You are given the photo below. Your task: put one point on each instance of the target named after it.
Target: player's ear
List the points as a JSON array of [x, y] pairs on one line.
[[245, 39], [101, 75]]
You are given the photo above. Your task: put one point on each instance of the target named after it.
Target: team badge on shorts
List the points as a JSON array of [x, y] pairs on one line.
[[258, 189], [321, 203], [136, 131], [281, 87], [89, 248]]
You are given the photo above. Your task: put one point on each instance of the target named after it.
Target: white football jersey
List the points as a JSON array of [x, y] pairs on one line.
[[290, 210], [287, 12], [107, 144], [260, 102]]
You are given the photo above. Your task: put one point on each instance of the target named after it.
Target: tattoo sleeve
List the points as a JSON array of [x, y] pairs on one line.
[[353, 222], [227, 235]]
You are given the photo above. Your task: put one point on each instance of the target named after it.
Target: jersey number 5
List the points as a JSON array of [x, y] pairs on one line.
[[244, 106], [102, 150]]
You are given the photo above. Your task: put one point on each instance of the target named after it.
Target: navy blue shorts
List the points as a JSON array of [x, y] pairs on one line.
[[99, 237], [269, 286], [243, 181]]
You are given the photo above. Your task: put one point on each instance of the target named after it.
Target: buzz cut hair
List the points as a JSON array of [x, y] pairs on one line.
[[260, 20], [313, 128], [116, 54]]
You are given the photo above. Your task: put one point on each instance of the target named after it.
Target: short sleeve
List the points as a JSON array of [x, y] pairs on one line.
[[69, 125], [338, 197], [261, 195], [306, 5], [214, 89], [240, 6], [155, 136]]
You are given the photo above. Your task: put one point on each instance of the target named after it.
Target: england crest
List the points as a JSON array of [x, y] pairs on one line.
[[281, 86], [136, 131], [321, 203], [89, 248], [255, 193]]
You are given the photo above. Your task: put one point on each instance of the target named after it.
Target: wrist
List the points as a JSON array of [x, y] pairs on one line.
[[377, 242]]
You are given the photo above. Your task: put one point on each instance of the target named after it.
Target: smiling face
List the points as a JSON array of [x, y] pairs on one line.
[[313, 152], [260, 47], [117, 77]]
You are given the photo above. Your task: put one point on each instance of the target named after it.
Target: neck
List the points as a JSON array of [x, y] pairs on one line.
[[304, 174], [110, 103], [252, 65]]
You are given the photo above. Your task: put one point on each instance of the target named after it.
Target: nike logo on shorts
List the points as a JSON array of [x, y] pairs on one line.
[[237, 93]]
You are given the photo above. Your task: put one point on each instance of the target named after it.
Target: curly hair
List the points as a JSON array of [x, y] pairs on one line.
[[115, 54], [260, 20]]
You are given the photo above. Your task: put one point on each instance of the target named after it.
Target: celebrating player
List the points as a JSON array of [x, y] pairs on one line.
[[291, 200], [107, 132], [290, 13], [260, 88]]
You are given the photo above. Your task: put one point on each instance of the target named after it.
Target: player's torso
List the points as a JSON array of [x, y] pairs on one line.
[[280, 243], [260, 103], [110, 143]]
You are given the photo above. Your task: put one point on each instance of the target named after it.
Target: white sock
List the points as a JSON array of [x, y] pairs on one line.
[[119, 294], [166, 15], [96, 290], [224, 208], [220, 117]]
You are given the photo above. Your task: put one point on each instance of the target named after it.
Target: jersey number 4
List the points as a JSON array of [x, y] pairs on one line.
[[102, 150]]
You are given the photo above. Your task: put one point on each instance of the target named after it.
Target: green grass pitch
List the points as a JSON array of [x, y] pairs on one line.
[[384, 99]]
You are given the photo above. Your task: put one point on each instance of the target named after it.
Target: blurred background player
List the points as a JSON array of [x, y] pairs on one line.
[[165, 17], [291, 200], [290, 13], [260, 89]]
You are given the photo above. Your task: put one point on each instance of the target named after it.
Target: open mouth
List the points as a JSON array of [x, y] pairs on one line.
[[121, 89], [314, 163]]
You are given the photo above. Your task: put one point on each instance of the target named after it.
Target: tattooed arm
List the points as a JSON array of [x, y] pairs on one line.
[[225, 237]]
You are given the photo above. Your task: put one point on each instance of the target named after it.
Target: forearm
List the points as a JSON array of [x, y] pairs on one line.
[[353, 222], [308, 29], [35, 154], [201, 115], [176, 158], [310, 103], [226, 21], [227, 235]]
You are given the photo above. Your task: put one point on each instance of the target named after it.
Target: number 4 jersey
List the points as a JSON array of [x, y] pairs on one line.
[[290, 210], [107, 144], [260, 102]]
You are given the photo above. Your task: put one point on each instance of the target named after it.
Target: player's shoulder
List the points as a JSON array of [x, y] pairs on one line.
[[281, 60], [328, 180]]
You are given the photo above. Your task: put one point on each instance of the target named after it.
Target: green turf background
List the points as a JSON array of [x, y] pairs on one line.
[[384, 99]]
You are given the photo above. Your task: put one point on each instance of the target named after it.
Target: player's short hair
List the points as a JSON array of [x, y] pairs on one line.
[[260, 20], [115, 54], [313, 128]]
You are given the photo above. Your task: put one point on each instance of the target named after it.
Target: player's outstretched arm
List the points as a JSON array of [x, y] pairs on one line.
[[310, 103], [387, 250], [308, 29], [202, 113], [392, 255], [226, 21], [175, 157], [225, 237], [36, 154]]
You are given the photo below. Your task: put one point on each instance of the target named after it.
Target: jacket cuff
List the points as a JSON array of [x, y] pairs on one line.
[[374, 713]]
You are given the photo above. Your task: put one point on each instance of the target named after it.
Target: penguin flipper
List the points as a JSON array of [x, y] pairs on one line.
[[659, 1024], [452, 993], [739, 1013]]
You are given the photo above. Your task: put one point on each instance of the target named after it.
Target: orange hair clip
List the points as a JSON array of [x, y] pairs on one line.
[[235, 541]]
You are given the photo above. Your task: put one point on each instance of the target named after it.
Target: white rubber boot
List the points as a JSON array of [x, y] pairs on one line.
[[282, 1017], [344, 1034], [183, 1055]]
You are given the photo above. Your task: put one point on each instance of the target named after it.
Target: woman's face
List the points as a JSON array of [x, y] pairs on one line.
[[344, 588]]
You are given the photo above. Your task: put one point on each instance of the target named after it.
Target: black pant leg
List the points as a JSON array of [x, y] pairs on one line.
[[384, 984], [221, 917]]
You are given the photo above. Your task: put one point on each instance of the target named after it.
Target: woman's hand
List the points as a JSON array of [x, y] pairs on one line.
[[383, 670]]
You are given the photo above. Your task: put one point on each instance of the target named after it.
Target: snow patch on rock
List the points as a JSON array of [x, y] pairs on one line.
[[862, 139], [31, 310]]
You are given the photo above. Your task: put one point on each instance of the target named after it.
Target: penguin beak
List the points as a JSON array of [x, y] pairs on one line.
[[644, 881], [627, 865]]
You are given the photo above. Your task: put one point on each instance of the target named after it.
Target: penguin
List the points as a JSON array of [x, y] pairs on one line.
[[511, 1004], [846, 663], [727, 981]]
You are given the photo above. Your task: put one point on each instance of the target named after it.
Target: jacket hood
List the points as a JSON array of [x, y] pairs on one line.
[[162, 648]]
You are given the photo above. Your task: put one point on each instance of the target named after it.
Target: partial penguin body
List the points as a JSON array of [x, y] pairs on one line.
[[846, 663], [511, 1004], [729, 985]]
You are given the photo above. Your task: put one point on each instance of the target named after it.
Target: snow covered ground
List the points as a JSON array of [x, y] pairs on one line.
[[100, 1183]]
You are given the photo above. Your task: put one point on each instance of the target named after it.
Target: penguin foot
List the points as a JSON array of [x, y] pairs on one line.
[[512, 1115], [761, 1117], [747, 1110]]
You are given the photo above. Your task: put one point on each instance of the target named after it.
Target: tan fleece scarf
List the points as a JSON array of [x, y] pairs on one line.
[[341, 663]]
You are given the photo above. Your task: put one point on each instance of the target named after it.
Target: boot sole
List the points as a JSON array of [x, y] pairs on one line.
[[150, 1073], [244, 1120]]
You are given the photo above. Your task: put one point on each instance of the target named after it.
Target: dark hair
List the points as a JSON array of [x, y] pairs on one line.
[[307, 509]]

◆ ◆ ◆ ◆ ◆ ◆ ◆

* _Problem requirements_: Gather every line of the data above that contains the string "hair", matching case exactly.

* _Solution for this problem_:
Target: buzz cut hair
Target: curly hair
Target: player's short hair
Target: orange hair clip
Target: dark hair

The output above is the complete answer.